(begin)

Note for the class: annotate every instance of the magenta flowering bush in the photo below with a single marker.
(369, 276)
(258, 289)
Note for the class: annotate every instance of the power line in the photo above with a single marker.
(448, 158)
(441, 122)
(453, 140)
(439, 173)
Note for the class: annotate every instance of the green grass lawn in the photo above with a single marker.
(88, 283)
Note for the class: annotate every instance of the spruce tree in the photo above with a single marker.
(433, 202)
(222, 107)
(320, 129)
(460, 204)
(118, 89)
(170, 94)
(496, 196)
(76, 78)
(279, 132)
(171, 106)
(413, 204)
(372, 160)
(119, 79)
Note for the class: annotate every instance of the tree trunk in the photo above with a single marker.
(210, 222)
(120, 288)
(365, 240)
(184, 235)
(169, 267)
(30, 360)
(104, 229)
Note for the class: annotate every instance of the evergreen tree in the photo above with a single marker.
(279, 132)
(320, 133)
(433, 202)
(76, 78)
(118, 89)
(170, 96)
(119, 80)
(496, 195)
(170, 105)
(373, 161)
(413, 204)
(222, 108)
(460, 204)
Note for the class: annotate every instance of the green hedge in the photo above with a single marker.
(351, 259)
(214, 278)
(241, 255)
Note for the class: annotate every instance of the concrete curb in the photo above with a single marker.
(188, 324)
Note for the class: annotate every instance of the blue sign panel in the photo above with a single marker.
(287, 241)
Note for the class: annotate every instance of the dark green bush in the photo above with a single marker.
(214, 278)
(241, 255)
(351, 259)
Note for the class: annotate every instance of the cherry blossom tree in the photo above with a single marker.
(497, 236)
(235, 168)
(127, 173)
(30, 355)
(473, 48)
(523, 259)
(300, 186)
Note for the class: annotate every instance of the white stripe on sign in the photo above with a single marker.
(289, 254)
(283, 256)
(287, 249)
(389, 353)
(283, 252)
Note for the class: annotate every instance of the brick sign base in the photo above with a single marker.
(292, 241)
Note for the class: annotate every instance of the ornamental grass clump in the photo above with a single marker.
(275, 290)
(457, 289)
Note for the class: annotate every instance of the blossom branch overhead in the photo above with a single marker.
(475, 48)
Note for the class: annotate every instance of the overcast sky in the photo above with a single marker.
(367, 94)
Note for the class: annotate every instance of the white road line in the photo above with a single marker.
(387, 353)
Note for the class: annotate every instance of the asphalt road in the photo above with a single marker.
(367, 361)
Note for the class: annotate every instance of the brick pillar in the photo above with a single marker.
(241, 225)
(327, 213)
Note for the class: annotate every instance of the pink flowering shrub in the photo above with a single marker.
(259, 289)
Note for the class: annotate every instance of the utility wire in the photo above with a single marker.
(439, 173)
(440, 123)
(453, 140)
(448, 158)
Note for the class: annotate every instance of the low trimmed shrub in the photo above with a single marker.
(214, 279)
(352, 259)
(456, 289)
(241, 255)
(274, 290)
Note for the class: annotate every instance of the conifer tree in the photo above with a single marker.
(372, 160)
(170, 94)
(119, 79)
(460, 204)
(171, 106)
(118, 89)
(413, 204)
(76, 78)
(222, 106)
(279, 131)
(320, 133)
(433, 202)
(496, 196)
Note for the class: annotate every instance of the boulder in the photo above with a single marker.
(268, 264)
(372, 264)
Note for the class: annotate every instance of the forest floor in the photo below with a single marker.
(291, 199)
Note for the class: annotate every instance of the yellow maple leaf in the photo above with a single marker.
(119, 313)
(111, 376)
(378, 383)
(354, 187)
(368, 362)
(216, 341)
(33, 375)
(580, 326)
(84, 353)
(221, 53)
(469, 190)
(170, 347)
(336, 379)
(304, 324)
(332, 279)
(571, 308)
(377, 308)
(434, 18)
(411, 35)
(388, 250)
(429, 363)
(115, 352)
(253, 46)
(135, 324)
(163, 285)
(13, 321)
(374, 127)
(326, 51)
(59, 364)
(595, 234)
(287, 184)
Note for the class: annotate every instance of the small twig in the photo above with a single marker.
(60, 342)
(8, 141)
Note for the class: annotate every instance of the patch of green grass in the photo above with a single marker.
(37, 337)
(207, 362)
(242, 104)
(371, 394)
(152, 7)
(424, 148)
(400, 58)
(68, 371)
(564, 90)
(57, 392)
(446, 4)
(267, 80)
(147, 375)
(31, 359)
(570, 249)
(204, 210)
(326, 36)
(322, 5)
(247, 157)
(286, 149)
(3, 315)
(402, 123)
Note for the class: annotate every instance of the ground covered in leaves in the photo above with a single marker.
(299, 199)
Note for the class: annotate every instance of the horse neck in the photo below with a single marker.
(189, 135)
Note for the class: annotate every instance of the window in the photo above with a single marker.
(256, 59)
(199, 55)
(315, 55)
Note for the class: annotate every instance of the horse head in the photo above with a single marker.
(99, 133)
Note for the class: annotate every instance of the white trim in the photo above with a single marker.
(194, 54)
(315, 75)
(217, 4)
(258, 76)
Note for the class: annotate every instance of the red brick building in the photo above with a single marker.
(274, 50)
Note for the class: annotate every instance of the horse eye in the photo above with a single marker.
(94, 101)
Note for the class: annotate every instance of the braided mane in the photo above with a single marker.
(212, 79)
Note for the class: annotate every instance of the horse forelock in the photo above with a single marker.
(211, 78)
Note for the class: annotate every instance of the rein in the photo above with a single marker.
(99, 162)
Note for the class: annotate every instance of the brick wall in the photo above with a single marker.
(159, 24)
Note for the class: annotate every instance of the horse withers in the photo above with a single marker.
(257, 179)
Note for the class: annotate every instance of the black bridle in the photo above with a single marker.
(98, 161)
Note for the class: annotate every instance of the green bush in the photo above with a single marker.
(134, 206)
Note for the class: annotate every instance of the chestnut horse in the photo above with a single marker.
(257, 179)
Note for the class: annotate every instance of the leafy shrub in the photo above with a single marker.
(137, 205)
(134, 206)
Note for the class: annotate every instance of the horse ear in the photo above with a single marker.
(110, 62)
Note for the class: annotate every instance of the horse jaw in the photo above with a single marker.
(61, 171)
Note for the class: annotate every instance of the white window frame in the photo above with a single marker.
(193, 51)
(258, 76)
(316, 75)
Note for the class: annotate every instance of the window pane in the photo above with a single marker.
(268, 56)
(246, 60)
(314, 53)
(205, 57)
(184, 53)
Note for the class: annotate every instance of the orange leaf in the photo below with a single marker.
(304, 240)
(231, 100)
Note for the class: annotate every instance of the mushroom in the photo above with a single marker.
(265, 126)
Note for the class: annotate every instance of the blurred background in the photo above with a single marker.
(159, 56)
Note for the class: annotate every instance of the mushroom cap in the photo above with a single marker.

(end)

- What you are asked to do -
Reproduce only the part of the material that opens with the line containing "Note for the class: annotate every instance of the window pane" and runs through the end, with "orange leaf" changed to "yellow leaf" and nothing else altered.

- Worked answer -
Note for the class: annotate every instance of the window pane in the photo above with a single marker.
(268, 56)
(246, 60)
(314, 53)
(205, 57)
(184, 53)
Note for the class: annotate every instance of the yellow leaf in the photo below with a single marker.
(304, 240)
(231, 100)
Note for the class: annotate every instance of the mushroom in the photo above with a single marker.
(265, 126)
Note for the class: annotate every instance of the blurred background in the photo above with a single marker.
(159, 56)
Note for the class: annotate every instance of the mushroom cap in the photo above with a single marker.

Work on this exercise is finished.